··· 本文抜粋

• HOME
  • 特集記事
  • 金型は、日常生活を支える ものづくりの要。
金型は、日常生活を支える ものづくりの要。 catch
#61

金型製作

金型は、日常生活を支える ものづくりの要。

株式会社関東製作所
ブロー事業部 東京工場
武藤 優太さん

動画を見る

金属製の型枠に材料の樹脂やゴム、金属などを流し込むことで、同じ型の製品を大量生産するのに使用される「金型」。私たちの身の回りにある工業製品のほとんどが金型からつくられており、まさにものづくりの要。製造業を支える金型製作について、株式会社関東製作所の武藤優太さんにお話を伺いました。

自分に合った仕事と出会う

自分に合った仕事と出会う

高校卒業後、工作機械メーカーに就職しましたが、エンドユーザーが手掛ける加工の方に興味を持つようになり、いろいろ調べていく中で、今の会社を知り、手がけている製品に魅力を感じました。金型の製作を中心に、自動車部品をはじめ、さまざまな樹脂製品の試作、金型設計から量産成形、製品生産まで一貫して手掛けている会社で、入社して5年目になりますが、毎日楽しくて、この仕事が自分に合っていると感じています。

······
··· 提供された一覧

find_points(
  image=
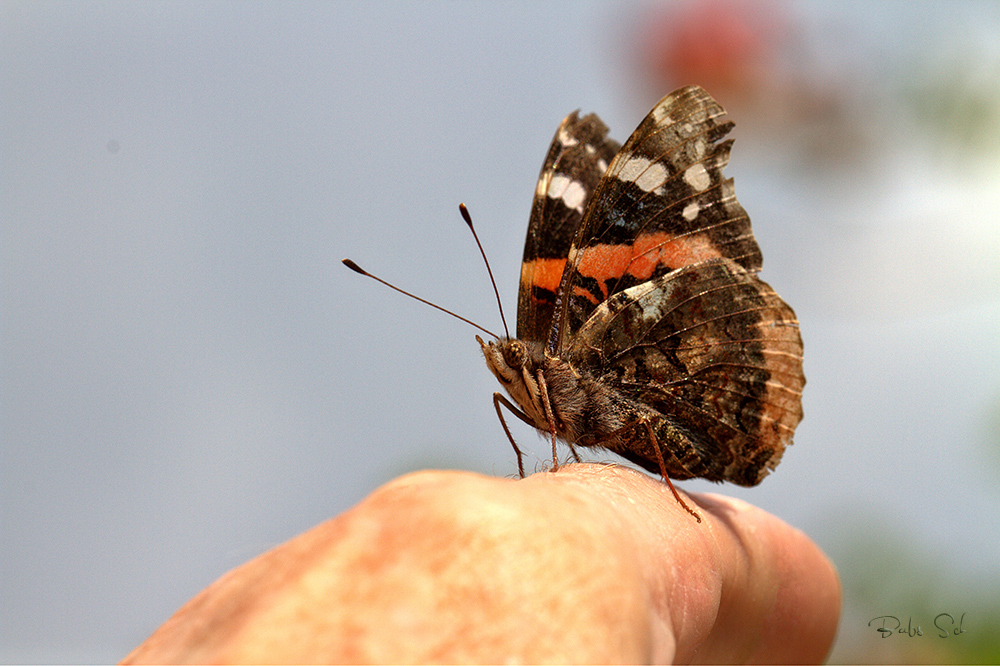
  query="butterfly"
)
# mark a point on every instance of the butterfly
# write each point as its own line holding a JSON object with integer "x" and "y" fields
{"x": 642, "y": 327}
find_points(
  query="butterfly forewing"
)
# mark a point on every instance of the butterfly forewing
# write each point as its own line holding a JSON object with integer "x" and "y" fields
{"x": 577, "y": 159}
{"x": 662, "y": 204}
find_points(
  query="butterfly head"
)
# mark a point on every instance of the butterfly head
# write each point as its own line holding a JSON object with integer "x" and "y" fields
{"x": 516, "y": 364}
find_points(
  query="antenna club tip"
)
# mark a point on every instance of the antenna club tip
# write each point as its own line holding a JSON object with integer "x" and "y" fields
{"x": 353, "y": 266}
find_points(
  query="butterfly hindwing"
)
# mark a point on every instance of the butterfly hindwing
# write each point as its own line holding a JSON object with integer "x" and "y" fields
{"x": 577, "y": 159}
{"x": 714, "y": 356}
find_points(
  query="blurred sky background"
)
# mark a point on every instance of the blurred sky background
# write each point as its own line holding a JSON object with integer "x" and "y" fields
{"x": 190, "y": 377}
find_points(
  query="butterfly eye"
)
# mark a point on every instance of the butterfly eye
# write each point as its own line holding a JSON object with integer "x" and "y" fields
{"x": 515, "y": 354}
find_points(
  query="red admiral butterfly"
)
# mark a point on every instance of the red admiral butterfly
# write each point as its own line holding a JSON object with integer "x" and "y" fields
{"x": 642, "y": 327}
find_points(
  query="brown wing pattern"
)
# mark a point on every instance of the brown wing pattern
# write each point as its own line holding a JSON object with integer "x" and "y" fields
{"x": 663, "y": 204}
{"x": 577, "y": 159}
{"x": 714, "y": 357}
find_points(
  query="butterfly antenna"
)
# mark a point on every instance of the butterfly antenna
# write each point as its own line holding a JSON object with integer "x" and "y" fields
{"x": 357, "y": 269}
{"x": 468, "y": 220}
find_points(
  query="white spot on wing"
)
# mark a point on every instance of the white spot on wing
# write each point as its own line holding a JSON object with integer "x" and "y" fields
{"x": 572, "y": 192}
{"x": 632, "y": 168}
{"x": 697, "y": 177}
{"x": 646, "y": 174}
{"x": 566, "y": 139}
{"x": 652, "y": 177}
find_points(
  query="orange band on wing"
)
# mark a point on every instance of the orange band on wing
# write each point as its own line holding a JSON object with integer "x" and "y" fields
{"x": 641, "y": 259}
{"x": 543, "y": 273}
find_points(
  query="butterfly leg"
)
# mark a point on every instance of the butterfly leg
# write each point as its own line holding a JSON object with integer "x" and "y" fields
{"x": 498, "y": 400}
{"x": 663, "y": 469}
{"x": 543, "y": 389}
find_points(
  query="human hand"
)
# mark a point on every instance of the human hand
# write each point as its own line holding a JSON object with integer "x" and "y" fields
{"x": 593, "y": 563}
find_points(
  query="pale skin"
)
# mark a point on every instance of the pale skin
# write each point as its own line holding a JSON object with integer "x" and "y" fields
{"x": 593, "y": 563}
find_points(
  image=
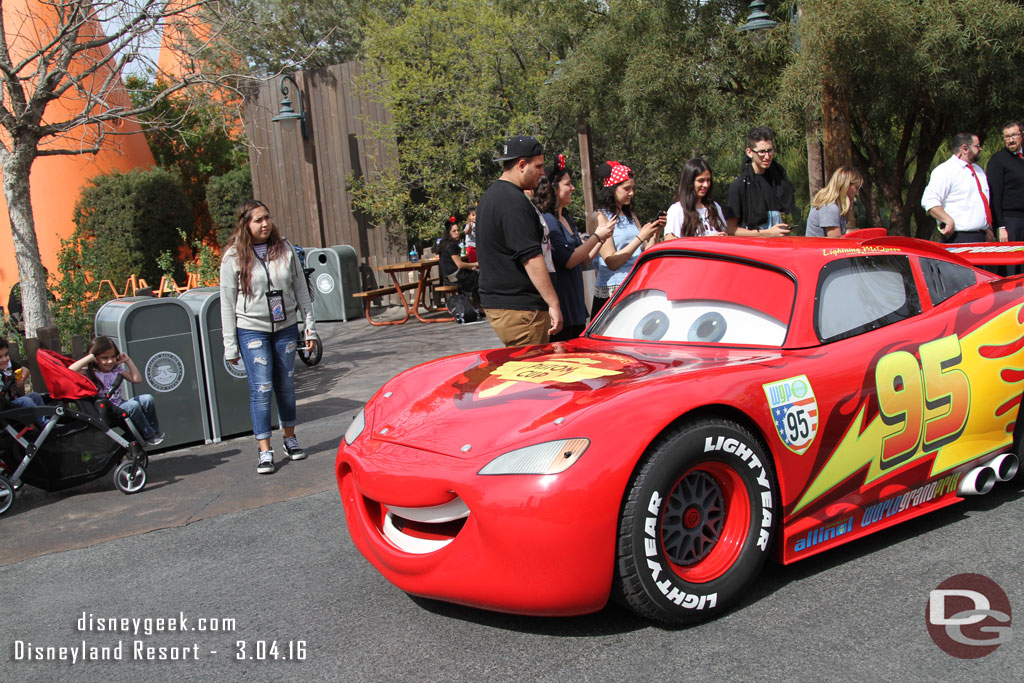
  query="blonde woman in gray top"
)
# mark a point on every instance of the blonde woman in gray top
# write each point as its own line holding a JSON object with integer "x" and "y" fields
{"x": 832, "y": 208}
{"x": 262, "y": 291}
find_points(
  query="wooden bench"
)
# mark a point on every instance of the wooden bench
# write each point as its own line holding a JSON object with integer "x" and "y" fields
{"x": 439, "y": 290}
{"x": 370, "y": 295}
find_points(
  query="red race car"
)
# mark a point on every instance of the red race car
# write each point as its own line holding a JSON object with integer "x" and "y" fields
{"x": 737, "y": 398}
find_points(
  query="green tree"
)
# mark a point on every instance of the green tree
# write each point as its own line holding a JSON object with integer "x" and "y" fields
{"x": 275, "y": 36}
{"x": 224, "y": 194}
{"x": 912, "y": 73}
{"x": 660, "y": 82}
{"x": 124, "y": 220}
{"x": 458, "y": 78}
{"x": 205, "y": 141}
{"x": 74, "y": 51}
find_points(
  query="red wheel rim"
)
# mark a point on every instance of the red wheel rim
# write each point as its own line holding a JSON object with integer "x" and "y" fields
{"x": 705, "y": 522}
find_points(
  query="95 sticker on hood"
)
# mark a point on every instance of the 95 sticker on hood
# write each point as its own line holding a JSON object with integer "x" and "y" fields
{"x": 794, "y": 411}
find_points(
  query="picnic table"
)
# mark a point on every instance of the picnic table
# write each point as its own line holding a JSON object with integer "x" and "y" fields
{"x": 422, "y": 267}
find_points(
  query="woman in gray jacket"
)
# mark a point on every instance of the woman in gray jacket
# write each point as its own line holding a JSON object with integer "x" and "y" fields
{"x": 262, "y": 291}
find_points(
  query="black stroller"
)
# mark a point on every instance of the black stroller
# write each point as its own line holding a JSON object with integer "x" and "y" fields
{"x": 313, "y": 356}
{"x": 85, "y": 436}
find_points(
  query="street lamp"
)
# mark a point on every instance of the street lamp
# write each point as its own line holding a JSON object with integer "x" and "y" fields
{"x": 287, "y": 113}
{"x": 759, "y": 19}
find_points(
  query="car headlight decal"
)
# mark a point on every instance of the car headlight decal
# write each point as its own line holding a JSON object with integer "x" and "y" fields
{"x": 548, "y": 458}
{"x": 354, "y": 429}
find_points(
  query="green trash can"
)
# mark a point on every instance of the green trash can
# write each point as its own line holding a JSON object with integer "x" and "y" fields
{"x": 226, "y": 385}
{"x": 335, "y": 280}
{"x": 160, "y": 336}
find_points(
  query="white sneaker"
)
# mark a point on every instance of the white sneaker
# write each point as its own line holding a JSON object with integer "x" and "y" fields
{"x": 265, "y": 464}
{"x": 293, "y": 449}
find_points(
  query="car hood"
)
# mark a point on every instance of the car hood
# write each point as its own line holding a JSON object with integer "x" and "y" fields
{"x": 468, "y": 404}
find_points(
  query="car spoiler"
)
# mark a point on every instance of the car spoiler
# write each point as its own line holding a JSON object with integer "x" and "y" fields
{"x": 1004, "y": 253}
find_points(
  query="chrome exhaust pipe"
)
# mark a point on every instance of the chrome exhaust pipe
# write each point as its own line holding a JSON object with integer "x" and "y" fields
{"x": 978, "y": 481}
{"x": 1006, "y": 466}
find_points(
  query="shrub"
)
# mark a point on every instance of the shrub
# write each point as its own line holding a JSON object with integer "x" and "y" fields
{"x": 224, "y": 194}
{"x": 125, "y": 220}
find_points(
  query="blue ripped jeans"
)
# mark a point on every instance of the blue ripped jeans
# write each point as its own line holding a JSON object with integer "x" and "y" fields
{"x": 269, "y": 359}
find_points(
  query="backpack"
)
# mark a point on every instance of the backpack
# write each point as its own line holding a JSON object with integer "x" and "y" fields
{"x": 462, "y": 309}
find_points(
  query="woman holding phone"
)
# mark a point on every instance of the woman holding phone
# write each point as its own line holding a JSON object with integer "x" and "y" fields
{"x": 694, "y": 212}
{"x": 629, "y": 239}
{"x": 262, "y": 291}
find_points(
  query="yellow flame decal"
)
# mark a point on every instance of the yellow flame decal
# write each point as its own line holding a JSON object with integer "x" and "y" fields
{"x": 988, "y": 383}
{"x": 554, "y": 369}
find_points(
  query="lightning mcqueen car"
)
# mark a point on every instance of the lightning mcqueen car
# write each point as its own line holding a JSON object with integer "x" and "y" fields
{"x": 737, "y": 398}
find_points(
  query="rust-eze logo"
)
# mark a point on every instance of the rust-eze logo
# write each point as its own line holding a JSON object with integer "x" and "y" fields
{"x": 968, "y": 615}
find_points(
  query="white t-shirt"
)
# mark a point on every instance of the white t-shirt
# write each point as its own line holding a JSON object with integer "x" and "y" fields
{"x": 674, "y": 220}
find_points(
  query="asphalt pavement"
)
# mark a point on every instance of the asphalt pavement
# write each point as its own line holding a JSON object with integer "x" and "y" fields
{"x": 214, "y": 572}
{"x": 189, "y": 483}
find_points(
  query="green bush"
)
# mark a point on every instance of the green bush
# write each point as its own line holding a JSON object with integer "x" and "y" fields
{"x": 125, "y": 220}
{"x": 224, "y": 194}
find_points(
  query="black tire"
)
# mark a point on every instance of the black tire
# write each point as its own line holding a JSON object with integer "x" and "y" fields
{"x": 6, "y": 495}
{"x": 697, "y": 522}
{"x": 313, "y": 356}
{"x": 129, "y": 478}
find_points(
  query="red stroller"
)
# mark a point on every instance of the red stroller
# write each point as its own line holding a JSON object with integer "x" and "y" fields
{"x": 84, "y": 437}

······

= 目標 =
- A) 本文抜粋によると、武藤優太さんは高校卒業後、最初にどのような会社に就職しましたか。
- B) 一覧の中で、文字列「flame」を含む行を数え、その数だけを答えてください。大文字と小文字は区別します。

= 課題別の回答 =
- A) 工作機械メーカーに就職しました。

- B) 2